Exercício escrito 1: Liste todas as cidades mencionadas no trecho para leitura.

Trecho para leitura:
A etapa seguinte seria no Ginásio Municipal de Barra Mansa, hoje Verbo Divino. No término do curso, foi considerado o melhor aluno e premiado com medalha de ouro. Visando a dar continuidade aos estudos e custeá-los, o jovem Hermínio, aos 17 anos, empregou-se em um armazém como balconista, em Barra Mansa. O segundo emprego foi em São Paulo, onde trabalhou por alguns meses na agência da Central do Brasil. Acostumado à vida tranquila do interior, muito estranhou a agitação da cidade grande, queixando- -se à mãe em carta de agosto de 1938: “Isto aqui cansa a gente que é uma coisa horrível”.

Retornando a Volta Redonda, prestou concurso para um banco, onde trabalhou até 1942, quando passou a integrar o quadro de funcionários da Companhia Siderúrgica Nacional, recém-inaugurada naquela cidade. Neste mesmo ano, aos vinte e dois anos, casou-se com minha mãe, Inez, que era descendente de italianos, professora primária, nascida em Aiuruoca, cidade não muito distante de Baependi onde ele estudara. No ano seguinte, nascia a primeira filha, Ana-Maria.

Quanto aos estudos, ainda cursou, em 1945, a Escola Técnica, de nível médio, onde obteve o título de técnico em contabilidade e, ao cursar matérias complementares do mesmo curso, alcançou o nível equivalente ao universitário.

Material a processar:
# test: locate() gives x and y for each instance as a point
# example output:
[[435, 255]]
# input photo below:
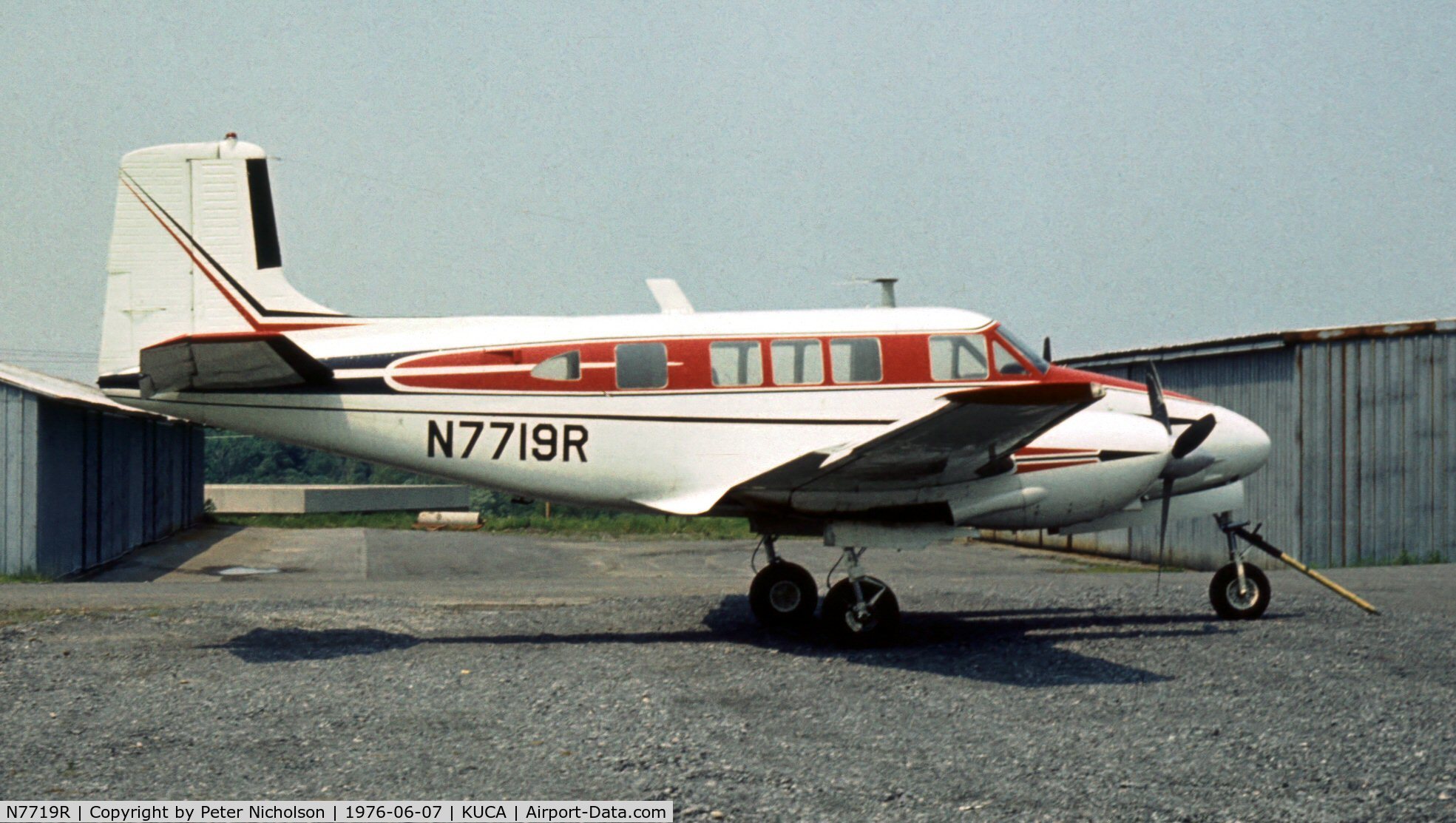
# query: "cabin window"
[[797, 362], [855, 360], [737, 363], [1006, 363], [958, 357], [1032, 354], [565, 366], [641, 366]]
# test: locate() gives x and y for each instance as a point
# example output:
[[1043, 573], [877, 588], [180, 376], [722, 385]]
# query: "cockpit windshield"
[[1024, 350]]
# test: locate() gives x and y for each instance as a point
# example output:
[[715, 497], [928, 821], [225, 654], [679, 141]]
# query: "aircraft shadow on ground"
[[1021, 647]]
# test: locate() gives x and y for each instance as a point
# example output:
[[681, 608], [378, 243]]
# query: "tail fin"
[[194, 249]]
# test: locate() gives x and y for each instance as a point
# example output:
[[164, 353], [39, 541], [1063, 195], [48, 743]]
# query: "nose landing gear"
[[859, 609], [1239, 590]]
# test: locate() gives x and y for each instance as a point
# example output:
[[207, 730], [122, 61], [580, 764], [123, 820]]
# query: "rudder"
[[194, 249]]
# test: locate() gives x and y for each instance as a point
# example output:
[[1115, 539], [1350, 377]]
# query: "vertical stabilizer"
[[194, 249]]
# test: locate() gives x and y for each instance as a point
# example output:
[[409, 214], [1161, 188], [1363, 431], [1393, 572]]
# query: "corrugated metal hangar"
[[85, 480], [1363, 424]]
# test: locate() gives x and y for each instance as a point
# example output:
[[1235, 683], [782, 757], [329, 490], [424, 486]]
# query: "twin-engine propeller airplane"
[[873, 427]]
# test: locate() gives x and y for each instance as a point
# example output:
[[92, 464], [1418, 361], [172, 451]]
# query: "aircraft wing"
[[973, 429], [226, 362]]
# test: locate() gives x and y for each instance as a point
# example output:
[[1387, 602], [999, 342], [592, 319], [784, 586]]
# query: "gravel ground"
[[1049, 697]]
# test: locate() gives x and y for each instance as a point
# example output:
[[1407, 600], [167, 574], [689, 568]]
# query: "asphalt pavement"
[[255, 663]]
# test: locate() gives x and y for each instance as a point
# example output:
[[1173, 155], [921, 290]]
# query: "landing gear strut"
[[1239, 590], [784, 595], [859, 609]]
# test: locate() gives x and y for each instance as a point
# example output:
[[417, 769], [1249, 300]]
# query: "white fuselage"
[[453, 398]]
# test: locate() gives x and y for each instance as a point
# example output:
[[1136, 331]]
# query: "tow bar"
[[1253, 538]]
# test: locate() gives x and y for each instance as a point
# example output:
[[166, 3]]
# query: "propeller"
[[1182, 462]]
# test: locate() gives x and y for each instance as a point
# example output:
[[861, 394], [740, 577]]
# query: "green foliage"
[[243, 459]]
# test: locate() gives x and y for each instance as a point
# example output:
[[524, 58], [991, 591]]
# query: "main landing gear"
[[858, 611], [784, 595]]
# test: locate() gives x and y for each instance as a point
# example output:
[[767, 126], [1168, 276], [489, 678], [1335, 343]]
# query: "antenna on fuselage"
[[887, 289]]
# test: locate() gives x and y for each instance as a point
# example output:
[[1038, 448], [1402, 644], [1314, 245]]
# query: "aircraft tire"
[[1223, 592], [784, 595], [845, 629]]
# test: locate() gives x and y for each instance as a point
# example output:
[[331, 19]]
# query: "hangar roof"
[[64, 390], [1262, 341]]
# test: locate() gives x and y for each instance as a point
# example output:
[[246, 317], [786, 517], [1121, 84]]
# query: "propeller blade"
[[1155, 398], [1162, 531], [1194, 436]]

Exercício escrito 2: Extraia dos registros todas as linhas em que aparece a palavra "ground".

Resolução da tarefa 1: Barra Mansa, São Paulo, Volta Redonda, Aiuruoca e Baependi.

Resolução da tarefa 2:
# query: "aircraft shadow on ground"
# query: "gravel ground"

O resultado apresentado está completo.